(Stated task)
Recast the material below as a two-column CSV with the header request,answer, with one row per request. Put each request's text in the first field and its answer in the second, enclose every field in double quotes, and replace line breaks with spaces.

(Listed records)
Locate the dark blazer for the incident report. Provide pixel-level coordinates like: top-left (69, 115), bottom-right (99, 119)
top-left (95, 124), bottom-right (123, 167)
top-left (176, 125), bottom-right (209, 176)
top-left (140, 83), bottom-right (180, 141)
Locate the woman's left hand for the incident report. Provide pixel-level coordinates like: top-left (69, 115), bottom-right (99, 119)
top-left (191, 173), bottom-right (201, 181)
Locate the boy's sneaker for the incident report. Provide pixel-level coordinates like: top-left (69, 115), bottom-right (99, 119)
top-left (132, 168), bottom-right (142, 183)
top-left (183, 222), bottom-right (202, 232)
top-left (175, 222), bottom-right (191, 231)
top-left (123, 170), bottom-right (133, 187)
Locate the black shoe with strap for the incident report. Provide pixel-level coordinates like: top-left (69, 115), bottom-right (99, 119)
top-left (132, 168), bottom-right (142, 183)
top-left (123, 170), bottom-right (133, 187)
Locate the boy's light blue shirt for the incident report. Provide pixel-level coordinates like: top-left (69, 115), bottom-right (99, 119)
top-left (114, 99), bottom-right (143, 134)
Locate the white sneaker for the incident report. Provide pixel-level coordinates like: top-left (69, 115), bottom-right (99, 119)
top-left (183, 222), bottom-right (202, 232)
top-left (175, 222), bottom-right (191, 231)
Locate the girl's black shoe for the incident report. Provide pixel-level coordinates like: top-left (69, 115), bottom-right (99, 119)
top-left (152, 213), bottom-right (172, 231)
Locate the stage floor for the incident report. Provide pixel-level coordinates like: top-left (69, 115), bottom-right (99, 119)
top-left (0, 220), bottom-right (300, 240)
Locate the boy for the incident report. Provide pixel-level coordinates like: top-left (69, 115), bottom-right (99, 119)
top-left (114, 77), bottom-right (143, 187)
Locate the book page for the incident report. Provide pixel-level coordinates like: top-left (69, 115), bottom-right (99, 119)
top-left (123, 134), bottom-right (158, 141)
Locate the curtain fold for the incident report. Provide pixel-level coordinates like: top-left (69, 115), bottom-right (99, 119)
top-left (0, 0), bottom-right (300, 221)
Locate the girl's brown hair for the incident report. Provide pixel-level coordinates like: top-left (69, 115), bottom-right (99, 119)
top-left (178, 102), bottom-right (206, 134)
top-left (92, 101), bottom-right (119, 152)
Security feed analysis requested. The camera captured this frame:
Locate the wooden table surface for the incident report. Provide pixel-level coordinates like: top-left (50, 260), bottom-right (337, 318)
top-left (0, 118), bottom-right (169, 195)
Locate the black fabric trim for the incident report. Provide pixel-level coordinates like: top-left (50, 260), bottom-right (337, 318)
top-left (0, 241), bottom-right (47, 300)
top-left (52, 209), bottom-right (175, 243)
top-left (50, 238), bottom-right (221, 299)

(Answer in full)
request,answer
"Locate the dark blazer for the incident report. Provide pixel-level coordinates like: top-left (69, 115), bottom-right (99, 119)","top-left (95, 124), bottom-right (123, 167) top-left (176, 125), bottom-right (209, 176) top-left (140, 83), bottom-right (180, 141)"
"Locate the woman's left hand for the incident report. Provide pixel-level coordinates like: top-left (69, 115), bottom-right (99, 119)","top-left (191, 173), bottom-right (201, 181)"
"Locate the boy's sneaker for the incident report. Provide pixel-level coordinates like: top-left (69, 115), bottom-right (99, 119)","top-left (132, 168), bottom-right (142, 183) top-left (183, 222), bottom-right (202, 232) top-left (175, 222), bottom-right (191, 231) top-left (123, 170), bottom-right (133, 187)"
"Locate the black shoe with strap for the incident report. Provide pixel-level coordinates like: top-left (69, 115), bottom-right (99, 119)","top-left (132, 168), bottom-right (142, 183) top-left (123, 170), bottom-right (133, 187)"
"Locate the boy's light blue shirt for the incident report. Provide pixel-level coordinates like: top-left (69, 115), bottom-right (99, 119)","top-left (114, 99), bottom-right (143, 134)"
"Locate the white sneaker for the incident report. Provide pixel-level coordinates like: top-left (69, 115), bottom-right (99, 119)","top-left (183, 222), bottom-right (202, 232) top-left (175, 222), bottom-right (191, 231)"
"Locate the girl's black shoe for the incident report. Provide pixel-level coordinates like: top-left (69, 115), bottom-right (99, 119)","top-left (152, 213), bottom-right (172, 231)"
"Locate the stage floor for the incident report. Provide pixel-level coordinates like: top-left (69, 115), bottom-right (99, 119)","top-left (0, 220), bottom-right (300, 240)"
"Locate the boy for the incident report. Provide pixel-level coordinates like: top-left (69, 115), bottom-right (99, 119)","top-left (114, 77), bottom-right (143, 187)"
"Locate the book page for the incident report. Provide pixel-level coordinates like: top-left (69, 115), bottom-right (99, 119)","top-left (123, 134), bottom-right (158, 141)"
"Locate the curtain fold for the incident report. Provide pixel-level coordinates like: top-left (69, 115), bottom-right (99, 119)","top-left (0, 0), bottom-right (300, 221)"
"Locate the girl's brown hair for the incident report. Provide pixel-level coordinates like: top-left (69, 115), bottom-right (99, 119)","top-left (178, 102), bottom-right (206, 134) top-left (92, 101), bottom-right (119, 152)"
"Security feed analysis requested. The camera captured this frame: Locate the wooden table surface for the incident report. Provide pixel-level coordinates like: top-left (50, 260), bottom-right (337, 318)","top-left (0, 118), bottom-right (169, 195)"
"Locate the black fabric trim for the incident report. Provide pixel-level coordinates like: top-left (50, 260), bottom-right (337, 318)","top-left (0, 241), bottom-right (47, 300) top-left (52, 209), bottom-right (175, 243) top-left (50, 238), bottom-right (221, 299)"